# Problem details
Your job is to return every line in the data holding the string "rough".

# Records for this exercise
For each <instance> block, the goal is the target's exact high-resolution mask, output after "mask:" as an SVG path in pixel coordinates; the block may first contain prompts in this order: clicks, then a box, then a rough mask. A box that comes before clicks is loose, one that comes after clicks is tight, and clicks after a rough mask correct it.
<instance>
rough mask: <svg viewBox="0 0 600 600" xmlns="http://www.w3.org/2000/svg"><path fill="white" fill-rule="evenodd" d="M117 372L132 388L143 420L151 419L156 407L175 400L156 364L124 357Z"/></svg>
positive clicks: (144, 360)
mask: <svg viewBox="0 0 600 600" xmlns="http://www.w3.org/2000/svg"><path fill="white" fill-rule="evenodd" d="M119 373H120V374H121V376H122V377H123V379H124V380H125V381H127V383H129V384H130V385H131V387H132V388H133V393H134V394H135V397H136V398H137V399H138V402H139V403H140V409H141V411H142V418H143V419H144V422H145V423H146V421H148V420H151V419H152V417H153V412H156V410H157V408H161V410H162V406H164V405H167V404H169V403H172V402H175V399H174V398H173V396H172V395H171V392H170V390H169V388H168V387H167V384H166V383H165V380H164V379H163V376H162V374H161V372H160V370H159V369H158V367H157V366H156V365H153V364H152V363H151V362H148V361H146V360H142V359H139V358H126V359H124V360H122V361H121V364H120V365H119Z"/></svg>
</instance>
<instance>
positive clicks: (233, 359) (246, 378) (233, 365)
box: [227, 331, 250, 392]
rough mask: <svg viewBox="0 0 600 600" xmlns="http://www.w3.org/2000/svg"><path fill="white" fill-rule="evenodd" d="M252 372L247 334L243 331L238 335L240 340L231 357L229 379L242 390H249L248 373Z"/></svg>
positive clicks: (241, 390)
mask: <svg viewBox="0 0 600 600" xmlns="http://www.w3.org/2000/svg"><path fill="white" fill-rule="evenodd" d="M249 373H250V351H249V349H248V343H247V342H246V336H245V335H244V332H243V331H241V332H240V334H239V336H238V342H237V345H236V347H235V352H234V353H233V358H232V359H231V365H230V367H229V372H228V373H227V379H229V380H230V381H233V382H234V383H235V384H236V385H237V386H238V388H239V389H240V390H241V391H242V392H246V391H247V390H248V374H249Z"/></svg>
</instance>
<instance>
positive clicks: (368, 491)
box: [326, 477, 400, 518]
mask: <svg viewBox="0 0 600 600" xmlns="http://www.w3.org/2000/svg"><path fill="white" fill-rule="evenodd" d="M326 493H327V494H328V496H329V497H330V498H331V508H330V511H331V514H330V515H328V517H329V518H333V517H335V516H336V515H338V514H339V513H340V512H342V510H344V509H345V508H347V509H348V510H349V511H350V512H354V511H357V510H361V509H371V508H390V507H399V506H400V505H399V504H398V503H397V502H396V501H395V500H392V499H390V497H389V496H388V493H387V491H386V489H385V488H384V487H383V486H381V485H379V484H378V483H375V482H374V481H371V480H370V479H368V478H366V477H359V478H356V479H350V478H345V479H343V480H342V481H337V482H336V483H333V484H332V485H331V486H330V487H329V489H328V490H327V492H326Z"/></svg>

# Output of the task
For each <instance> block, the goal is the target's exact high-resolution mask, output after "mask:" as an SVG path in pixel coordinates; the block may first contain prompts in this order: clicks, then a box, then a rough mask. A box that comes before clicks is loose, one that comes after clicks is tight, and clicks after a rough mask correct it.
rough mask: <svg viewBox="0 0 600 600" xmlns="http://www.w3.org/2000/svg"><path fill="white" fill-rule="evenodd" d="M117 372L132 388L143 420L151 419L156 407L175 400L156 364L124 357Z"/></svg>
rough mask: <svg viewBox="0 0 600 600" xmlns="http://www.w3.org/2000/svg"><path fill="white" fill-rule="evenodd" d="M252 372L247 334L243 331L238 335L240 340L231 357L229 379L242 390H249L248 373Z"/></svg>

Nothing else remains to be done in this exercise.